TASK INSTRUCTIONS: Where the line containing "240L179 181L150 178L151" appears, end the copy there, keeping that line; start from the first line of the entries, copy exactly, and omit pictures.

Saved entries
******
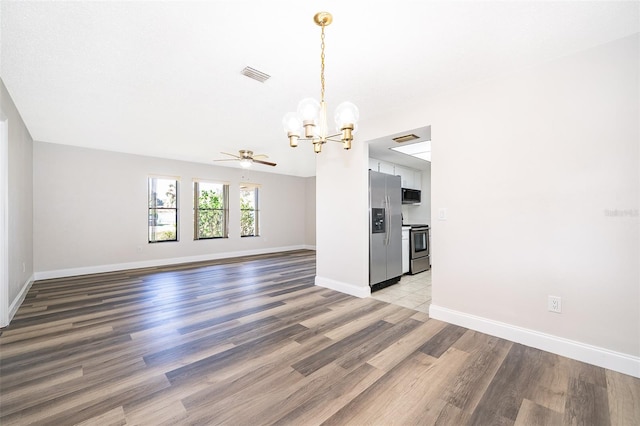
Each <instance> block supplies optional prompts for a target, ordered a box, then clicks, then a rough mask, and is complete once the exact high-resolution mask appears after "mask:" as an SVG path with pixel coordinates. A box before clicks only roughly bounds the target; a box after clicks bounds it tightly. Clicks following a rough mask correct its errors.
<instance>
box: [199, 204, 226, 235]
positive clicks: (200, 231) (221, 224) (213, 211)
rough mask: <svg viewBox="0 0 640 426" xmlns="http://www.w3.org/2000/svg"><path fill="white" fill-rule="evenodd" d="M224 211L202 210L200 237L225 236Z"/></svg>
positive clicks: (199, 228)
mask: <svg viewBox="0 0 640 426" xmlns="http://www.w3.org/2000/svg"><path fill="white" fill-rule="evenodd" d="M223 216H224V212H223V211H222V210H200V212H199V214H198V238H221V237H224V236H225V235H224V217H223Z"/></svg>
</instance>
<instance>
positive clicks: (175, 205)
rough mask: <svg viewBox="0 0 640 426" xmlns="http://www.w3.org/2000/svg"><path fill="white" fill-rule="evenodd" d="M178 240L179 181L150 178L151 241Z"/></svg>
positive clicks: (149, 207) (150, 227)
mask: <svg viewBox="0 0 640 426" xmlns="http://www.w3.org/2000/svg"><path fill="white" fill-rule="evenodd" d="M162 241H178V181H177V180H176V179H173V178H155V177H150V178H149V242H150V243H159V242H162Z"/></svg>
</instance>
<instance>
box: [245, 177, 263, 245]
mask: <svg viewBox="0 0 640 426" xmlns="http://www.w3.org/2000/svg"><path fill="white" fill-rule="evenodd" d="M258 212H259V209H258V188H257V187H255V186H244V185H243V186H241V187H240V236H241V237H250V236H258V235H260V234H259V227H258V224H259V216H258Z"/></svg>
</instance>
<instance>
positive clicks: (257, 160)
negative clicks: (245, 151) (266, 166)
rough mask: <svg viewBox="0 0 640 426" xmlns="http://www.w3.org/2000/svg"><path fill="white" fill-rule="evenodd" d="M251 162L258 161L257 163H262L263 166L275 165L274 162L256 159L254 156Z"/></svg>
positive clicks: (256, 161) (269, 165)
mask: <svg viewBox="0 0 640 426" xmlns="http://www.w3.org/2000/svg"><path fill="white" fill-rule="evenodd" d="M253 162H254V163H258V164H264V165H265V166H275V165H276V163H272V162H270V161H262V160H256V159H255V157H254V158H253Z"/></svg>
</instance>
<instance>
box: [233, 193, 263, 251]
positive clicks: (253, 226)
mask: <svg viewBox="0 0 640 426" xmlns="http://www.w3.org/2000/svg"><path fill="white" fill-rule="evenodd" d="M245 188H246V189H251V190H253V191H254V195H253V197H254V199H253V204H254V208H253V209H243V208H242V191H243V190H246V189H245ZM260 189H261V185H258V184H253V183H241V184H240V188H239V194H238V195H239V196H240V197H239V198H240V238H248V237H259V236H260V231H261V229H260V192H261V191H260ZM245 211H252V212H253V220H254V224H253V230H254V233H253V234H251V235H243V234H242V216H243V212H245Z"/></svg>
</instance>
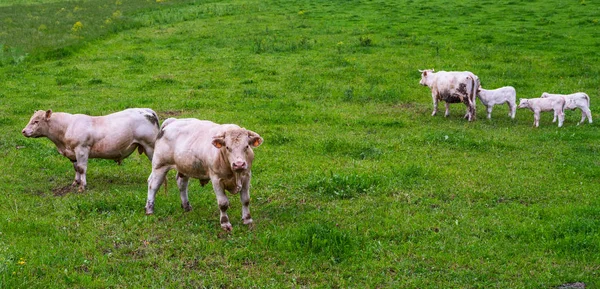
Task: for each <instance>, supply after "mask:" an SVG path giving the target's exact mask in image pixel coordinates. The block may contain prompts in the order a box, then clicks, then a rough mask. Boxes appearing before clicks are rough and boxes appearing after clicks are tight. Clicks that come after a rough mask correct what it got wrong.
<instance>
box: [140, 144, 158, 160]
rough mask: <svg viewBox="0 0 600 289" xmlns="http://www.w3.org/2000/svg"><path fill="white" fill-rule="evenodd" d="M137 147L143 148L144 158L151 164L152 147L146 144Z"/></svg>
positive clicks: (151, 158)
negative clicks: (139, 146) (148, 160)
mask: <svg viewBox="0 0 600 289" xmlns="http://www.w3.org/2000/svg"><path fill="white" fill-rule="evenodd" d="M139 145H140V146H141V147H142V148H143V150H144V154H146V157H147V158H148V159H149V160H150V162H152V156H153V155H154V146H153V145H149V144H147V143H140V144H139Z"/></svg>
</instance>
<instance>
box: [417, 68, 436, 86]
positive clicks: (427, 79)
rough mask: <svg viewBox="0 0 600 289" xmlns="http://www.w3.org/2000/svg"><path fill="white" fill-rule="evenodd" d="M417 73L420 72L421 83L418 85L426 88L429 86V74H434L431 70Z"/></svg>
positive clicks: (420, 70) (432, 69) (420, 81)
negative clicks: (425, 87) (428, 85)
mask: <svg viewBox="0 0 600 289" xmlns="http://www.w3.org/2000/svg"><path fill="white" fill-rule="evenodd" d="M419 72H421V81H420V82H419V84H420V85H423V86H428V85H429V82H430V81H429V79H430V76H431V74H432V73H433V72H434V70H433V69H425V70H420V69H419Z"/></svg>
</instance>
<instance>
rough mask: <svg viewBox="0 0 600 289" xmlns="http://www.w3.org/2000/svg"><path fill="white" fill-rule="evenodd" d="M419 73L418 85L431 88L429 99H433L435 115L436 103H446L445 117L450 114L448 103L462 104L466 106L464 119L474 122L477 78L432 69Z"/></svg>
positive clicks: (458, 73)
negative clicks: (430, 93) (433, 69)
mask: <svg viewBox="0 0 600 289" xmlns="http://www.w3.org/2000/svg"><path fill="white" fill-rule="evenodd" d="M419 71H420V72H421V81H420V82H419V84H421V85H423V86H428V87H429V88H431V97H432V99H433V113H431V115H432V116H433V115H436V113H437V108H438V102H439V101H440V100H443V101H445V102H446V113H445V116H448V115H449V114H450V107H449V104H450V103H459V102H462V103H464V104H465V105H466V106H467V113H466V114H465V118H467V119H468V120H469V121H473V120H475V113H476V110H475V105H476V103H475V98H476V96H477V90H478V89H479V78H478V77H477V76H476V75H475V74H473V73H471V72H469V71H463V72H455V71H450V72H446V71H439V72H434V70H433V69H428V70H419Z"/></svg>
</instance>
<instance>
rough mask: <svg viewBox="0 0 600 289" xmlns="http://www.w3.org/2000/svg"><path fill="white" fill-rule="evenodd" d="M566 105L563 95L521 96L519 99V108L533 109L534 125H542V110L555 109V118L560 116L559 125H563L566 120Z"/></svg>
mask: <svg viewBox="0 0 600 289" xmlns="http://www.w3.org/2000/svg"><path fill="white" fill-rule="evenodd" d="M564 107H565V99H564V97H561V96H549V97H547V98H529V99H527V98H521V100H520V101H519V108H529V109H530V110H531V111H533V126H535V127H538V126H540V112H542V111H551V110H552V111H554V120H552V122H556V118H558V127H561V126H562V124H563V121H564V120H565V114H564V112H563V110H564Z"/></svg>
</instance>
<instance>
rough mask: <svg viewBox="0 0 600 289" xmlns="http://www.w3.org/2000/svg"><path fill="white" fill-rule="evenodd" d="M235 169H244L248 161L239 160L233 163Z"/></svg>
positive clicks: (244, 168) (233, 166)
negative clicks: (239, 160)
mask: <svg viewBox="0 0 600 289" xmlns="http://www.w3.org/2000/svg"><path fill="white" fill-rule="evenodd" d="M232 167H233V169H234V170H243V169H245V168H246V162H242V161H238V162H235V163H233V166H232Z"/></svg>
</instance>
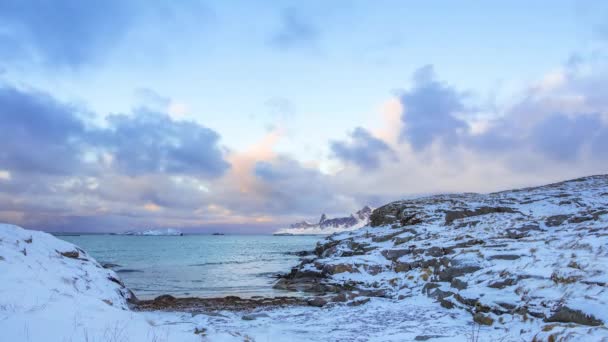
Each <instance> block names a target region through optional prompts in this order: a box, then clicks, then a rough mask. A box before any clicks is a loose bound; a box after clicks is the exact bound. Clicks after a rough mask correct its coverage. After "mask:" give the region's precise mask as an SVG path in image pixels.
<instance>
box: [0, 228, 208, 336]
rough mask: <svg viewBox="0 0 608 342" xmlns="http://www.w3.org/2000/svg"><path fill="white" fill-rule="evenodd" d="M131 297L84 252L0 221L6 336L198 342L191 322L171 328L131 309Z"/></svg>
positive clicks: (1, 296)
mask: <svg viewBox="0 0 608 342" xmlns="http://www.w3.org/2000/svg"><path fill="white" fill-rule="evenodd" d="M131 298H133V297H132V294H131V291H129V290H128V289H127V288H126V287H125V286H124V285H123V284H122V282H121V281H120V279H119V278H118V276H117V275H116V273H114V272H113V271H112V270H109V269H105V268H103V267H102V266H101V265H100V264H99V263H97V262H96V261H95V260H94V259H92V258H91V257H90V256H89V255H88V254H87V253H86V252H85V251H83V250H82V249H80V248H78V247H76V246H74V245H72V244H70V243H68V242H65V241H63V240H60V239H58V238H56V237H54V236H52V235H50V234H47V233H43V232H38V231H31V230H25V229H22V228H20V227H17V226H13V225H8V224H1V223H0V340H1V341H31V342H37V341H45V342H54V341H57V342H63V341H74V342H79V341H89V342H91V341H99V342H100V341H113V342H120V341H125V342H126V341H169V340H171V341H200V337H199V336H197V335H194V334H193V333H192V331H193V329H194V327H192V326H188V327H171V328H170V329H169V328H167V326H166V325H165V324H166V320H167V319H173V320H174V319H175V318H173V317H172V316H169V315H158V314H151V315H144V314H141V313H137V312H133V311H130V310H129V307H128V301H129V300H130V299H131ZM169 334H170V336H171V338H166V336H169Z"/></svg>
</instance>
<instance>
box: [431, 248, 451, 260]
mask: <svg viewBox="0 0 608 342" xmlns="http://www.w3.org/2000/svg"><path fill="white" fill-rule="evenodd" d="M452 253H454V250H453V249H451V248H443V247H431V248H429V249H427V250H426V251H425V252H424V254H425V255H428V256H432V257H435V258H438V257H442V256H444V255H446V254H452Z"/></svg>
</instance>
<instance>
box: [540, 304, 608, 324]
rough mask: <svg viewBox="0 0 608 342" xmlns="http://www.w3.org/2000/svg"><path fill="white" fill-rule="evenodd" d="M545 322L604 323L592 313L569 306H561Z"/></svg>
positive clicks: (577, 323)
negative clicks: (576, 308) (587, 312)
mask: <svg viewBox="0 0 608 342" xmlns="http://www.w3.org/2000/svg"><path fill="white" fill-rule="evenodd" d="M545 322H559V323H576V324H582V325H590V326H598V325H602V324H604V322H602V321H601V320H599V319H597V318H595V317H594V316H592V315H587V314H585V313H584V312H582V311H580V310H573V309H570V308H568V307H567V306H562V307H561V308H559V309H558V310H557V311H556V312H555V313H553V315H551V317H549V318H547V319H545Z"/></svg>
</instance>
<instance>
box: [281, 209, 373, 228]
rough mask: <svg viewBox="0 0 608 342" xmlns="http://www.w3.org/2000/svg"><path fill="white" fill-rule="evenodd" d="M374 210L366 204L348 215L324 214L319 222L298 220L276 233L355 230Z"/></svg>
mask: <svg viewBox="0 0 608 342" xmlns="http://www.w3.org/2000/svg"><path fill="white" fill-rule="evenodd" d="M372 211H373V209H372V208H370V207H369V206H364V207H363V208H361V210H359V211H357V212H355V213H353V214H350V215H349V216H346V217H336V218H327V215H325V214H322V215H321V218H320V219H319V222H317V223H310V222H308V221H302V222H297V223H294V224H291V225H290V226H289V227H288V228H283V229H279V230H277V231H276V232H275V233H274V235H302V234H333V233H338V232H344V231H350V230H355V229H358V228H361V227H364V226H366V225H367V224H368V223H369V217H370V216H371V214H372Z"/></svg>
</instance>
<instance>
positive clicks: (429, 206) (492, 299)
mask: <svg viewBox="0 0 608 342" xmlns="http://www.w3.org/2000/svg"><path fill="white" fill-rule="evenodd" d="M607 265H608V176H606V175H603V176H592V177H586V178H580V179H575V180H571V181H566V182H561V183H556V184H550V185H546V186H541V187H535V188H526V189H519V190H512V191H504V192H498V193H492V194H472V193H466V194H450V195H438V196H431V197H425V198H419V199H413V200H404V201H397V202H393V203H390V204H387V205H385V206H383V207H380V208H378V209H376V210H374V212H373V214H372V215H371V218H370V226H368V227H364V228H362V229H359V230H356V231H351V232H344V233H340V234H336V235H332V236H330V237H328V238H326V239H325V240H324V241H322V242H320V243H319V244H318V245H317V248H316V250H315V251H314V256H312V257H307V258H305V259H304V260H303V261H302V263H301V264H300V265H299V266H297V267H296V268H294V269H293V270H292V271H291V273H289V274H287V275H285V276H284V277H283V278H282V279H280V280H279V281H278V283H277V284H276V285H275V286H276V287H277V288H282V289H288V290H302V291H313V292H317V293H321V294H323V293H326V294H328V295H327V296H326V297H323V298H318V301H319V302H318V304H319V305H324V304H325V303H326V302H328V301H334V302H341V301H351V302H353V301H355V300H358V301H359V302H361V301H365V300H366V299H365V298H366V297H385V298H391V299H393V300H398V301H403V302H404V305H407V303H408V302H415V301H416V300H417V299H416V298H418V297H420V296H426V297H429V298H431V299H433V300H435V301H436V302H437V305H441V306H442V307H444V308H448V309H452V310H456V311H463V310H464V311H468V312H469V313H470V315H471V320H473V321H474V322H476V323H477V324H480V325H482V326H492V327H493V328H495V329H504V331H505V332H507V335H508V336H511V337H514V338H515V340H518V339H519V338H523V339H524V340H532V339H537V340H543V341H545V340H547V339H550V340H559V339H560V338H563V339H564V340H589V341H591V340H608V331H607V329H606V327H605V323H606V322H608V288H607V284H608V270H607V269H606V266H607ZM515 336H516V337H515Z"/></svg>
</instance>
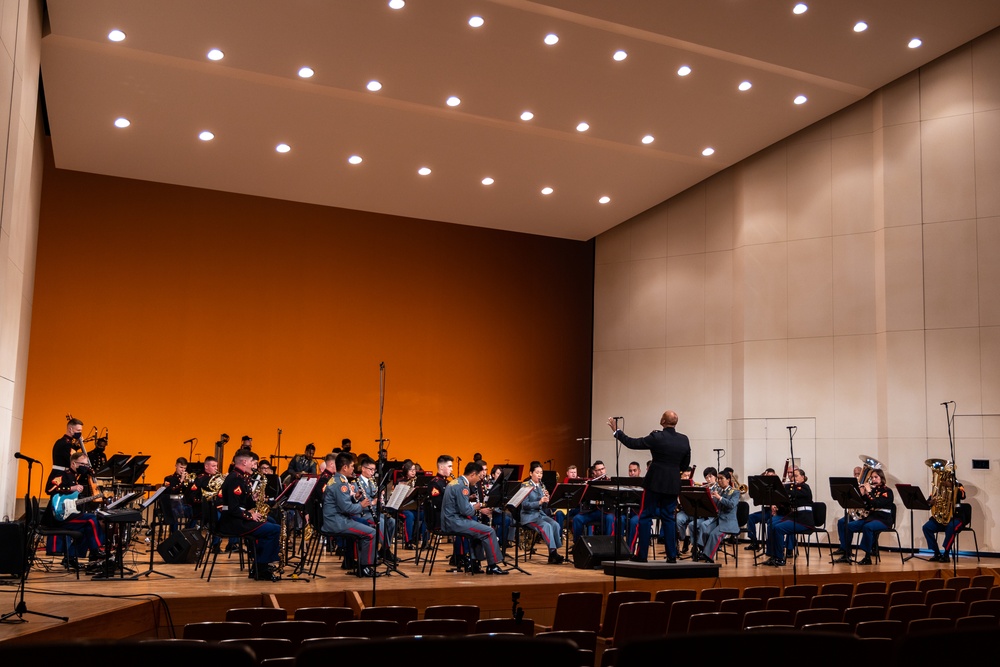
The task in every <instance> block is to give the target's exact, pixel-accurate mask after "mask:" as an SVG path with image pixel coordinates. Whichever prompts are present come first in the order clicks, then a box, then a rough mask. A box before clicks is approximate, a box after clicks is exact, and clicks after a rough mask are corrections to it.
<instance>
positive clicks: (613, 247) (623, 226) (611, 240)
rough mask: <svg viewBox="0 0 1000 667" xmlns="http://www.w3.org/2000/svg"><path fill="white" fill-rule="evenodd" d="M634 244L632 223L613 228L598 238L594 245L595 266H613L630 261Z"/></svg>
mask: <svg viewBox="0 0 1000 667" xmlns="http://www.w3.org/2000/svg"><path fill="white" fill-rule="evenodd" d="M631 242H632V225H631V221H630V222H626V223H624V224H621V225H618V226H617V227H612V228H611V229H609V230H608V231H606V232H604V233H603V234H601V235H600V236H598V237H597V241H596V243H595V245H594V264H598V265H600V264H611V263H614V262H627V261H628V260H629V253H630V244H631Z"/></svg>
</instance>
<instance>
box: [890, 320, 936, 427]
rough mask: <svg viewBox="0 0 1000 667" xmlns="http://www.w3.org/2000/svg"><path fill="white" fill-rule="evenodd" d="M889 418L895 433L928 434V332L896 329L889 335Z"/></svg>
mask: <svg viewBox="0 0 1000 667" xmlns="http://www.w3.org/2000/svg"><path fill="white" fill-rule="evenodd" d="M885 341H886V345H885V348H886V349H885V357H886V359H885V368H886V370H885V376H886V377H885V384H886V398H885V420H886V426H887V429H888V432H889V433H890V434H891V435H892V437H901V438H922V437H925V436H926V435H927V420H926V419H925V414H924V412H925V410H926V409H927V396H926V394H925V393H924V387H925V386H926V379H927V378H926V377H925V376H924V363H923V360H924V332H923V331H894V332H889V333H887V334H886V335H885Z"/></svg>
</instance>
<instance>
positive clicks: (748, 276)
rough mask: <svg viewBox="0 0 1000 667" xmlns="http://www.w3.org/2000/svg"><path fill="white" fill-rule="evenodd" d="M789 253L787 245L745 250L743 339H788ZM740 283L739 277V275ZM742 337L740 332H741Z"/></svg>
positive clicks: (737, 277)
mask: <svg viewBox="0 0 1000 667" xmlns="http://www.w3.org/2000/svg"><path fill="white" fill-rule="evenodd" d="M787 255H788V252H787V248H786V244H784V243H769V244H766V245H754V246H747V247H746V248H743V256H744V261H745V265H744V271H743V274H742V278H743V290H744V292H743V296H744V302H743V338H744V339H745V340H764V339H770V338H784V337H785V336H786V335H788V257H787ZM736 277H737V280H738V279H739V277H740V276H739V274H737V276H736ZM737 336H739V332H737Z"/></svg>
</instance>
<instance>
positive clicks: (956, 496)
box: [923, 479, 965, 563]
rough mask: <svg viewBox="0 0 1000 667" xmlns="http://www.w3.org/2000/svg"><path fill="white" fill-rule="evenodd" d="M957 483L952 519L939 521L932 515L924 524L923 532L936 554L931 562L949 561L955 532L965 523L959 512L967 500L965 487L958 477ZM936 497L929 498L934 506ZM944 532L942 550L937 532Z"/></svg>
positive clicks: (952, 512)
mask: <svg viewBox="0 0 1000 667" xmlns="http://www.w3.org/2000/svg"><path fill="white" fill-rule="evenodd" d="M954 484H955V508H954V511H952V513H951V521H949V522H948V523H947V524H942V523H938V520H937V519H936V518H934V516H933V515H932V516H931V518H930V519H928V520H927V523H925V524H924V527H923V532H924V539H925V540H927V548H928V549H930V550H931V551H933V552H934V555H933V556H931V557H930V559H929V560H930V562H932V563H947V562H949V559H948V552H949V551H951V547H952V544H953V543H954V541H955V533H957V532H958V531H959V530H961V529H962V527H963V526H964V524H963V523H962V518H961V517H960V516H959V514H958V508H959V506H960V505H961V504H962V501H963V500H965V487H964V486H962V483H961V482H959V481H958V480H957V479H956V480H955V481H954ZM935 500H936V499H935V498H934V496H930V497H929V498H927V502H928V503H930V504H931V506H932V507H933V506H934V501H935ZM941 532H943V533H944V547H943V552H944V553H942V550H939V549H938V546H937V533H941Z"/></svg>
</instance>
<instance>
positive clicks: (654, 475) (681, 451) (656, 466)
mask: <svg viewBox="0 0 1000 667" xmlns="http://www.w3.org/2000/svg"><path fill="white" fill-rule="evenodd" d="M615 438H617V439H618V441H619V442H621V443H622V444H623V445H625V446H626V447H628V448H629V449H648V450H649V452H650V453H651V454H652V455H653V462H652V464H650V466H649V470H647V471H646V478H645V481H644V483H643V486H644V487H645V489H646V490H647V491H652V492H654V493H663V494H667V495H671V496H676V495H677V494H679V493H680V492H681V470H682V469H683V468H687V467H688V466H689V465H691V443H690V441H688V437H687V436H686V435H684V434H683V433H678V432H677V431H676V429H674V428H672V427H667V428H665V429H663V430H662V431H653V432H652V433H650V434H649V435H647V436H646V437H645V438H630V437H628V436H627V435H625V432H624V431H622V430H621V429H618V430H617V431H615Z"/></svg>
******
ANSWER SECTION:
Each <instance> block supplies optional prompts for a target, ordered a box, then clicks, then a rough mask, and is complete once the exact high-resolution mask appears after "mask:" as an SVG path with pixel coordinates. A box before clicks only roughly bounds the target; a box after clicks bounds it tightly. Clicks following a rough mask correct its errors.
<instance>
box: [199, 204, 226, 235]
positive clicks: (200, 231) (221, 224) (213, 211)
rough mask: <svg viewBox="0 0 640 426" xmlns="http://www.w3.org/2000/svg"><path fill="white" fill-rule="evenodd" d="M224 211L202 210L200 237L225 236Z"/></svg>
positive clicks: (199, 228)
mask: <svg viewBox="0 0 640 426" xmlns="http://www.w3.org/2000/svg"><path fill="white" fill-rule="evenodd" d="M223 216H224V212H223V211H222V210H200V212H199V214H198V238H221V237H224V236H225V235H224V217H223Z"/></svg>
</instance>
<instance>
positive clicks: (175, 205)
rough mask: <svg viewBox="0 0 640 426" xmlns="http://www.w3.org/2000/svg"><path fill="white" fill-rule="evenodd" d="M178 240L179 181L150 178L151 241Z"/></svg>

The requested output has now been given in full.